Input records Start Marker

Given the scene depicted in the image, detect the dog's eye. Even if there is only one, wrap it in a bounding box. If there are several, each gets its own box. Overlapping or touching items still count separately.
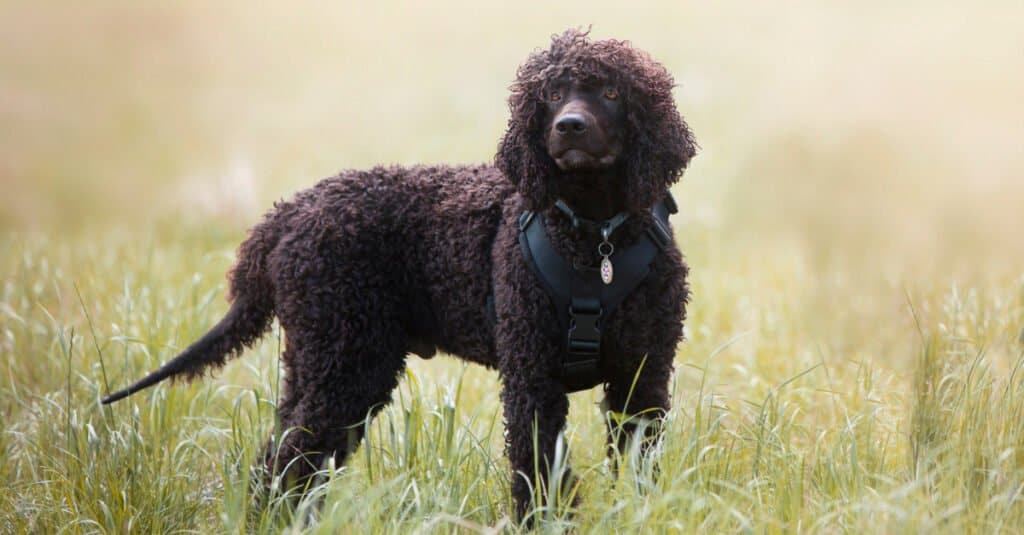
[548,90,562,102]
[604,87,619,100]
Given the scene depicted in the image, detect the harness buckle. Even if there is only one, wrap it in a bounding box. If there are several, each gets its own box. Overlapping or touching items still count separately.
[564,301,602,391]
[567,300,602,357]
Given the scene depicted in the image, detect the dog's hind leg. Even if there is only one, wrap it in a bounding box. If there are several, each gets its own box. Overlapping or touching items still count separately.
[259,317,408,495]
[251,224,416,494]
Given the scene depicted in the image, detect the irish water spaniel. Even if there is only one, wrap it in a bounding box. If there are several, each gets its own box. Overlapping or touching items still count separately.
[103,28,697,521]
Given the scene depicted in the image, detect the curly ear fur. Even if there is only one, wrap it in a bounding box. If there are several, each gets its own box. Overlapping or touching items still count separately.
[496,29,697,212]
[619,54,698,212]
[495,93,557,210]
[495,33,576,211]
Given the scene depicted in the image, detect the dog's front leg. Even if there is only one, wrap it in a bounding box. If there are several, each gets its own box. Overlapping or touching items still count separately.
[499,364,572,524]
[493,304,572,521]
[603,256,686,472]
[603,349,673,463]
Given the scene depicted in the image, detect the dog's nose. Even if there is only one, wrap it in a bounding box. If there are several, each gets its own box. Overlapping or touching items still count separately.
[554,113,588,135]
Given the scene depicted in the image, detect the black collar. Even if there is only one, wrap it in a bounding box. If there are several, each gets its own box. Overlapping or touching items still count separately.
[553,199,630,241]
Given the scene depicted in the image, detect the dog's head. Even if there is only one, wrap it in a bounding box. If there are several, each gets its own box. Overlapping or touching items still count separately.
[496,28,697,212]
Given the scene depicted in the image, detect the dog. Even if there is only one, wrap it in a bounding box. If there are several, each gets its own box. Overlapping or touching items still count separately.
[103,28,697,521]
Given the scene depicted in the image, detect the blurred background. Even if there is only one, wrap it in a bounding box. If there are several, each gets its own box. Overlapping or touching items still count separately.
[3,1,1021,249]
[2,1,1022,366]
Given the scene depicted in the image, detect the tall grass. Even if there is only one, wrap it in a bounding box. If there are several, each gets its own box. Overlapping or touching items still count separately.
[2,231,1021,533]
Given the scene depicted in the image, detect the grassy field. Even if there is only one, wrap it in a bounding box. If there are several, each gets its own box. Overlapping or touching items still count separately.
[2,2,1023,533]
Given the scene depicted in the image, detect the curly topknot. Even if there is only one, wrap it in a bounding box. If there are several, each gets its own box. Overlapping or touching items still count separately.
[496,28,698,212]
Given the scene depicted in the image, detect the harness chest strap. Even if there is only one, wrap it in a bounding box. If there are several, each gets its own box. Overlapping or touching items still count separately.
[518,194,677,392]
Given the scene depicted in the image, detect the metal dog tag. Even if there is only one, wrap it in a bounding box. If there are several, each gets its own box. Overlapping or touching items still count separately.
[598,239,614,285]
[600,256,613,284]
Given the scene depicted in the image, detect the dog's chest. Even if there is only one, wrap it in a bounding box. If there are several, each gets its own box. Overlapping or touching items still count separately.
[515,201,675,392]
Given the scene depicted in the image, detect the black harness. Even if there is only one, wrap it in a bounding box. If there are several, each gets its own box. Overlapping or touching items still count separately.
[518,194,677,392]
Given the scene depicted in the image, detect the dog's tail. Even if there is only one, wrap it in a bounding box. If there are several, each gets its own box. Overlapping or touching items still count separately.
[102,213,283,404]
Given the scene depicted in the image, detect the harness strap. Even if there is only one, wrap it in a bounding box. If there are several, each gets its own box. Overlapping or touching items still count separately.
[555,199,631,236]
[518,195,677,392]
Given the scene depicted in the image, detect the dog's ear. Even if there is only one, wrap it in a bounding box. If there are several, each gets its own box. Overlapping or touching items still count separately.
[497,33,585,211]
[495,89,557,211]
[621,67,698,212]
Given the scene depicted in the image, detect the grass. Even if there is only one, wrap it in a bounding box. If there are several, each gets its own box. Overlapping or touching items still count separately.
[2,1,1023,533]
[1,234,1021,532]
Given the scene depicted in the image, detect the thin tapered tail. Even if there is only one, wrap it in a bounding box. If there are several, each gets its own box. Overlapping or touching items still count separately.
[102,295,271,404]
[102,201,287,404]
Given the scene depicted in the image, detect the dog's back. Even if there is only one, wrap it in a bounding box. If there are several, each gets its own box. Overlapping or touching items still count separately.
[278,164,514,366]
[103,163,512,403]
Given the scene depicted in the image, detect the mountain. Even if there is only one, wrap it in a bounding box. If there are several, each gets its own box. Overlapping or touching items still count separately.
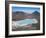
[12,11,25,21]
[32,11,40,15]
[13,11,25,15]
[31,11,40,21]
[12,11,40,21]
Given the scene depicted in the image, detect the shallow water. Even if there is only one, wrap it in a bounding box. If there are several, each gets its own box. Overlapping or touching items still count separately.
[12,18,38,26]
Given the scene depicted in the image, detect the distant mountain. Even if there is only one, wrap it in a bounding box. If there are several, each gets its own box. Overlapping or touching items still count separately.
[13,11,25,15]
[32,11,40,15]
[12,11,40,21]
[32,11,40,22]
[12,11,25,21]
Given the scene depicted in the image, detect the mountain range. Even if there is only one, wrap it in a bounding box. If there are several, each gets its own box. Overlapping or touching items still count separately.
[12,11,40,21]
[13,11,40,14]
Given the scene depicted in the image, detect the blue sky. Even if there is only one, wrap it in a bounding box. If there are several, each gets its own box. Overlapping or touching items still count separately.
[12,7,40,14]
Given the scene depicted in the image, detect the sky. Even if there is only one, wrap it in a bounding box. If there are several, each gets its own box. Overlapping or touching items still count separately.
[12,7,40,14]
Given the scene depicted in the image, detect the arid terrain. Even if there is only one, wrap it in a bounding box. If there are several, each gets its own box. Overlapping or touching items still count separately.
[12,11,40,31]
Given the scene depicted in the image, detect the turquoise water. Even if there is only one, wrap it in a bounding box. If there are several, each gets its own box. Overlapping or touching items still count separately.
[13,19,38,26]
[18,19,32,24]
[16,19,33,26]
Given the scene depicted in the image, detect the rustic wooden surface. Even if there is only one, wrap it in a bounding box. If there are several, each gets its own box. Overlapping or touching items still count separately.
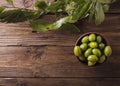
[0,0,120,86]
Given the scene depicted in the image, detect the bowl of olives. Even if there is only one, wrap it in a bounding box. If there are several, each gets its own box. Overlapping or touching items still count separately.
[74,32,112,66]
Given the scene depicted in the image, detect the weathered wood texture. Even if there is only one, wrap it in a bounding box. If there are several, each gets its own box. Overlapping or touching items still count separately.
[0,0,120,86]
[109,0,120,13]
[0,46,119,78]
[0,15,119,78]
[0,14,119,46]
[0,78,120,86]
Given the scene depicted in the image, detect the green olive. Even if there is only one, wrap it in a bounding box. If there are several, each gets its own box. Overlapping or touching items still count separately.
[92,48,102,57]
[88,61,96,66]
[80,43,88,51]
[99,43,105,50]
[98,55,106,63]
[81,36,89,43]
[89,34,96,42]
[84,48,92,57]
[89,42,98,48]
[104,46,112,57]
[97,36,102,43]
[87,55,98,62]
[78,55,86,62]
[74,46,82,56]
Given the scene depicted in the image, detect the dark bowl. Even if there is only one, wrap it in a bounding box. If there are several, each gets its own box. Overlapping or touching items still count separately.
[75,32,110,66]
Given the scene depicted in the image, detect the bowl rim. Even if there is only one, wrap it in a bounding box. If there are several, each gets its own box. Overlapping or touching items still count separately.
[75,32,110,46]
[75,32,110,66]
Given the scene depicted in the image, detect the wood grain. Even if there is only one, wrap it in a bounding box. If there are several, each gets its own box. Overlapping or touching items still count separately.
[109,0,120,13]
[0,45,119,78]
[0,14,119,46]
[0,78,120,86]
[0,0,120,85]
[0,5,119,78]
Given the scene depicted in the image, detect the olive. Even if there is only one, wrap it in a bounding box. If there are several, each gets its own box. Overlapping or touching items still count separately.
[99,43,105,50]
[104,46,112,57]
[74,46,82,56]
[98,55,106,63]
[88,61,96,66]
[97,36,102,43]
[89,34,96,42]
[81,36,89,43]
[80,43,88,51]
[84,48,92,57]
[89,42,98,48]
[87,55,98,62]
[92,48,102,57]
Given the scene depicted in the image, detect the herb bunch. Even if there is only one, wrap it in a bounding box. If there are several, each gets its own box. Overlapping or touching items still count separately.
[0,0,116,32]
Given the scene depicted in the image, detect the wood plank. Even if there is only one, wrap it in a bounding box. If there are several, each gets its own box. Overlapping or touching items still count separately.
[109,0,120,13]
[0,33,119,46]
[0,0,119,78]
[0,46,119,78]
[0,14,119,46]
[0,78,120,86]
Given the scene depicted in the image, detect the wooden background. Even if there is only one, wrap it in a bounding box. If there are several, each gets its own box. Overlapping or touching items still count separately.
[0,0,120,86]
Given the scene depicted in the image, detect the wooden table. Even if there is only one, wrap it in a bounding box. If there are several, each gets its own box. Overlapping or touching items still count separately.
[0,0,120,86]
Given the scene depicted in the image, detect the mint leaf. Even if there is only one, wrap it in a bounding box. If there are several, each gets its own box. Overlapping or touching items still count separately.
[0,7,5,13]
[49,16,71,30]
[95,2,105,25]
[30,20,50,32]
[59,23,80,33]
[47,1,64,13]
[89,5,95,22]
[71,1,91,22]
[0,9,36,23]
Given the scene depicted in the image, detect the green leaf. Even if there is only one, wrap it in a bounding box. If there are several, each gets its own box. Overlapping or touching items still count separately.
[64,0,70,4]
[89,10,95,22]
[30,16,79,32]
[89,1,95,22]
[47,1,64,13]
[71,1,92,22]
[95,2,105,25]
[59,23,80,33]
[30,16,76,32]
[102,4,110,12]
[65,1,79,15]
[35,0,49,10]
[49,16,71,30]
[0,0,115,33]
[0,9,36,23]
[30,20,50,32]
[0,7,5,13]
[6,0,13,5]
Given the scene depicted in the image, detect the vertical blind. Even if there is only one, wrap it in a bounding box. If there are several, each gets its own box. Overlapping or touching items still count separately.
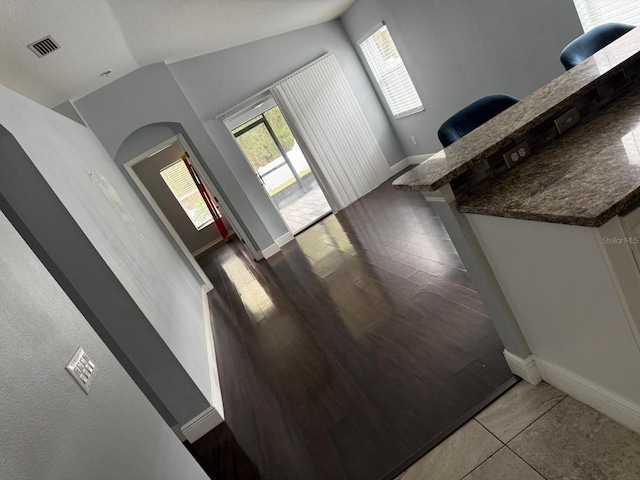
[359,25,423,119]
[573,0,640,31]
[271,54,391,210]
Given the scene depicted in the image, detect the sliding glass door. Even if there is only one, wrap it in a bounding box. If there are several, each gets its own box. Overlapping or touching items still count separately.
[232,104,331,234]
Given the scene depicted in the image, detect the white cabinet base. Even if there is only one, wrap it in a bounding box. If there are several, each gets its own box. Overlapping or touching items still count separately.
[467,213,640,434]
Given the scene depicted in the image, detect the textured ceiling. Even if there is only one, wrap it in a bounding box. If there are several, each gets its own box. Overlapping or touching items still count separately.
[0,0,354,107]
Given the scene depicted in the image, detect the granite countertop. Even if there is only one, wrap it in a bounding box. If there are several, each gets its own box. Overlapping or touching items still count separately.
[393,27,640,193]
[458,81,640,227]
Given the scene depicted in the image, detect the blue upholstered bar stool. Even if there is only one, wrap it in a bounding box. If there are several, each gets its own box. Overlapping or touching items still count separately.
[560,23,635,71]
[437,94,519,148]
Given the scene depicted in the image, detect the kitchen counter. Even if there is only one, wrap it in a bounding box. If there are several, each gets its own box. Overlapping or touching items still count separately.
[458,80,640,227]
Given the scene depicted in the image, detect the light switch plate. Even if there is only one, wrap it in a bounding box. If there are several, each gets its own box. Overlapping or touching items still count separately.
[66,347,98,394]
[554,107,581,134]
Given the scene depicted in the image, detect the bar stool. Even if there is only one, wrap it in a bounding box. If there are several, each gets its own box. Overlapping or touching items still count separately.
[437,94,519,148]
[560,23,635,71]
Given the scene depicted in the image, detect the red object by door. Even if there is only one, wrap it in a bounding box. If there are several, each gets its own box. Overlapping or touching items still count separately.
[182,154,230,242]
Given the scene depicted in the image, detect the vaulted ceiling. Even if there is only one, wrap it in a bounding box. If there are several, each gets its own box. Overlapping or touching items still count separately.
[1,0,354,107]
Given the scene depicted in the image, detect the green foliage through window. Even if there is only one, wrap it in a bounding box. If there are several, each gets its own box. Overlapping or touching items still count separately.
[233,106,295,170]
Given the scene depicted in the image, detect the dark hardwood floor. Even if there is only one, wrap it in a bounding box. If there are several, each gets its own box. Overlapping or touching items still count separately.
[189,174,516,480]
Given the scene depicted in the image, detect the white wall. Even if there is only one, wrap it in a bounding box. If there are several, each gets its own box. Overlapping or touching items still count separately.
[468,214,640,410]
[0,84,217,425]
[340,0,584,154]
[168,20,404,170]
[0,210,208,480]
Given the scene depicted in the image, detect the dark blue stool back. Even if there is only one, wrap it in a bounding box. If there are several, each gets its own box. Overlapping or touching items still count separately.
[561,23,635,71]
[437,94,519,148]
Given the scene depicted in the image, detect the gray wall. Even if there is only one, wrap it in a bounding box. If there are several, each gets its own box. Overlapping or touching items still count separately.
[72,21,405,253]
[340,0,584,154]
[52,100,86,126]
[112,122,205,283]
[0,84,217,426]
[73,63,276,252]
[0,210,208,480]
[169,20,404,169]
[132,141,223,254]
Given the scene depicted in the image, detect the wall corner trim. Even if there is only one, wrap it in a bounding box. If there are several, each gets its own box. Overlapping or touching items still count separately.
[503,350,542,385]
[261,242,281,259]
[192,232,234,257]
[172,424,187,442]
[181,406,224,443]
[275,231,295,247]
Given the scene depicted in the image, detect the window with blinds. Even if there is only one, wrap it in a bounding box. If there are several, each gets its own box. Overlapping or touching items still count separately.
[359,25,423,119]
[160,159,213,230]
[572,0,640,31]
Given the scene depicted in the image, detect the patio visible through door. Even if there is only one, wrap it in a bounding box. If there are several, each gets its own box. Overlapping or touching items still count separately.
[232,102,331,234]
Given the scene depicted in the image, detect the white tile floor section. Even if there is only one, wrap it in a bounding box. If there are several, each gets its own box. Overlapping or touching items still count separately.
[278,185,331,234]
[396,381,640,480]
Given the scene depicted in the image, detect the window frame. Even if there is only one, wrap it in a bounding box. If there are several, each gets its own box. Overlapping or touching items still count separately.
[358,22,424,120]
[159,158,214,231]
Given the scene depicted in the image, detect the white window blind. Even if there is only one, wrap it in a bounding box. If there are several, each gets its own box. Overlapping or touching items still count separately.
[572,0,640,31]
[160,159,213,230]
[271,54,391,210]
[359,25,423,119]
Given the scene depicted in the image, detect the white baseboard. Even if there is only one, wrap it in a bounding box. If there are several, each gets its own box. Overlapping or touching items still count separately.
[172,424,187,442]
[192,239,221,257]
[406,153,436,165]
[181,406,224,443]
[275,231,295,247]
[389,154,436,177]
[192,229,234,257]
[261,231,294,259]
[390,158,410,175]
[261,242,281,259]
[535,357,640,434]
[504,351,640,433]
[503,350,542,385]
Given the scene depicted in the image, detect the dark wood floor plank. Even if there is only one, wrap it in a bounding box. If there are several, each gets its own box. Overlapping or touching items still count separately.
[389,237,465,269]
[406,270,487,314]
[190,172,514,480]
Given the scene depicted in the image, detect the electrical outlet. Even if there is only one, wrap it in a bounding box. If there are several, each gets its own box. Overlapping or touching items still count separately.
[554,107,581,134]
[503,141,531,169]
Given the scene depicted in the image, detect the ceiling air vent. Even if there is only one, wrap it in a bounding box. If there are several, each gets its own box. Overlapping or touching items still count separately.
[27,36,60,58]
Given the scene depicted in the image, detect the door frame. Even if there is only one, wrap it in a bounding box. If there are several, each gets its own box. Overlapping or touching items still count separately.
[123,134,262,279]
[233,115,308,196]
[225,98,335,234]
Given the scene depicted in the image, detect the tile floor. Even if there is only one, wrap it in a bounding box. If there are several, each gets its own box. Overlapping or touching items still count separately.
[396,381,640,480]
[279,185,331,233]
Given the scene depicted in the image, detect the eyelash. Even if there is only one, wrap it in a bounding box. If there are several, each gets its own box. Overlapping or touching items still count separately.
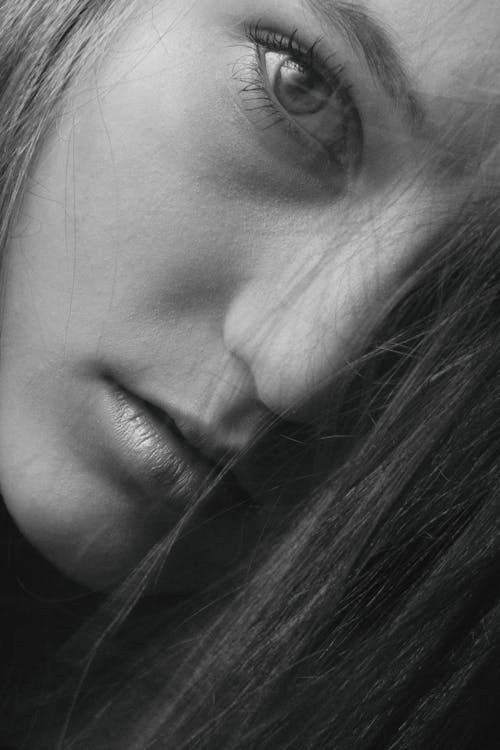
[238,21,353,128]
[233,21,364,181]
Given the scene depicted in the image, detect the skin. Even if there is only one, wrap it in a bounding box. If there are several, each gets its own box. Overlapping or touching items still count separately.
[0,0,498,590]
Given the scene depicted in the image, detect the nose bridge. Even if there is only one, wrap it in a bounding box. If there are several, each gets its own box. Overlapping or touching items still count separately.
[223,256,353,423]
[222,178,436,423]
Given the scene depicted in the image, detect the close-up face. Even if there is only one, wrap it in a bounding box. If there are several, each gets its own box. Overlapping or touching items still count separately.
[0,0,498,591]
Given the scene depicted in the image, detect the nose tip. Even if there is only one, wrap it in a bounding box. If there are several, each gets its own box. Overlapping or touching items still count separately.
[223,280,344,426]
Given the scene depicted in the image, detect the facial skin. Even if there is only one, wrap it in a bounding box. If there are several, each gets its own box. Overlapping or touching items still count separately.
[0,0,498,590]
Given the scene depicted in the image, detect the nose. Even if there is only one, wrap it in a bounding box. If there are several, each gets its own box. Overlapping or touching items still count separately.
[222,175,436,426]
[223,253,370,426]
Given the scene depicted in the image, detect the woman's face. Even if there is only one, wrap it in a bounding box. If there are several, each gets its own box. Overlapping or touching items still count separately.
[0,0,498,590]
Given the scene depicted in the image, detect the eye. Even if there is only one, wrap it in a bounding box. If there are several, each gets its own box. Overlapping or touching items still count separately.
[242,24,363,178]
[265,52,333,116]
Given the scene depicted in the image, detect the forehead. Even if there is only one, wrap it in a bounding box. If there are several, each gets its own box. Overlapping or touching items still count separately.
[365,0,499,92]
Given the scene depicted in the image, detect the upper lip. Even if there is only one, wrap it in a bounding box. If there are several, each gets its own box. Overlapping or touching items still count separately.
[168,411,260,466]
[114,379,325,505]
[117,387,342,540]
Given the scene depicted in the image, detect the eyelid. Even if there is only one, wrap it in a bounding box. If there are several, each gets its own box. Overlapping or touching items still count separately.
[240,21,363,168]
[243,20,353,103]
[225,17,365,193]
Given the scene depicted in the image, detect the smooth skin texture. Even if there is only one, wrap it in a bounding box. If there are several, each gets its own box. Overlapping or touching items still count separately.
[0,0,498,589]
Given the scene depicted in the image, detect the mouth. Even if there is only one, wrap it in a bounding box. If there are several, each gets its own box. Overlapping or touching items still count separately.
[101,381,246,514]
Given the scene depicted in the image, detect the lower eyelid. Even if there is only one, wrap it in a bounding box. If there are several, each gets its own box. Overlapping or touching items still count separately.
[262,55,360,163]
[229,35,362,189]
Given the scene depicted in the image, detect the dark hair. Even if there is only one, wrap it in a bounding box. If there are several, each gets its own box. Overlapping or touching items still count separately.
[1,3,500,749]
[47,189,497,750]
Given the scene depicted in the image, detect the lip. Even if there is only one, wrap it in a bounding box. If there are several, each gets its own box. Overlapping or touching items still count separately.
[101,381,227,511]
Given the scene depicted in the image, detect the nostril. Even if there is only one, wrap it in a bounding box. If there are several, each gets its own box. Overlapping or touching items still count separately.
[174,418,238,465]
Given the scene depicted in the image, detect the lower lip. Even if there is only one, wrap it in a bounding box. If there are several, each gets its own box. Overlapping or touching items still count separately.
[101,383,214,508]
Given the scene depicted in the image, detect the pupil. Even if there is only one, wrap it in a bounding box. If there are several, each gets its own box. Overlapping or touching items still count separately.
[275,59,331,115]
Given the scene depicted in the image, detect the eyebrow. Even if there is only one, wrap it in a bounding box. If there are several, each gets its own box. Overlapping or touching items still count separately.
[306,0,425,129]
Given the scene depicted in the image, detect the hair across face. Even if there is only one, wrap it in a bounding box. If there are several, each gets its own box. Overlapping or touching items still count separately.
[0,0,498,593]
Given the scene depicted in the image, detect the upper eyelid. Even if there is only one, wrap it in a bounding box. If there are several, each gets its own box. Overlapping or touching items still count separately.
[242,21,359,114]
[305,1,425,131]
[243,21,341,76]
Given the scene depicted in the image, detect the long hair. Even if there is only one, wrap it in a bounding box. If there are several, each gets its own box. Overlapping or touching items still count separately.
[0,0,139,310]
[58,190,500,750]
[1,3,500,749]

Input records End Marker

> [Task requirements]
In the material above, the line with "Given the scene depicted in the image, detect the hair" marks the start. Print it and every line after it through the last, exactly.

> [Solved problem]
Given the scene depicted in the image, detect the hair across face. Even if there is only one, wrap it in a bounding box. If there are several, each gets its own box. Overlapping or touching items still count separately.
[0,0,498,593]
Given the scene depicted in the image, detect the upper eyelid. Even if there is only one, wrap it in a bounding box. If there are several, each gets its own box. Overlapping or touching items still count separately.
[242,21,359,114]
[305,1,425,131]
[243,21,341,76]
Given the scene depicted in the image, detect the long hair. Even if there is only one, wrap it in a bounding box. If there are several, each gets its own box. Overlapping or touching items still count separately.
[0,0,139,310]
[58,190,500,750]
[1,3,500,749]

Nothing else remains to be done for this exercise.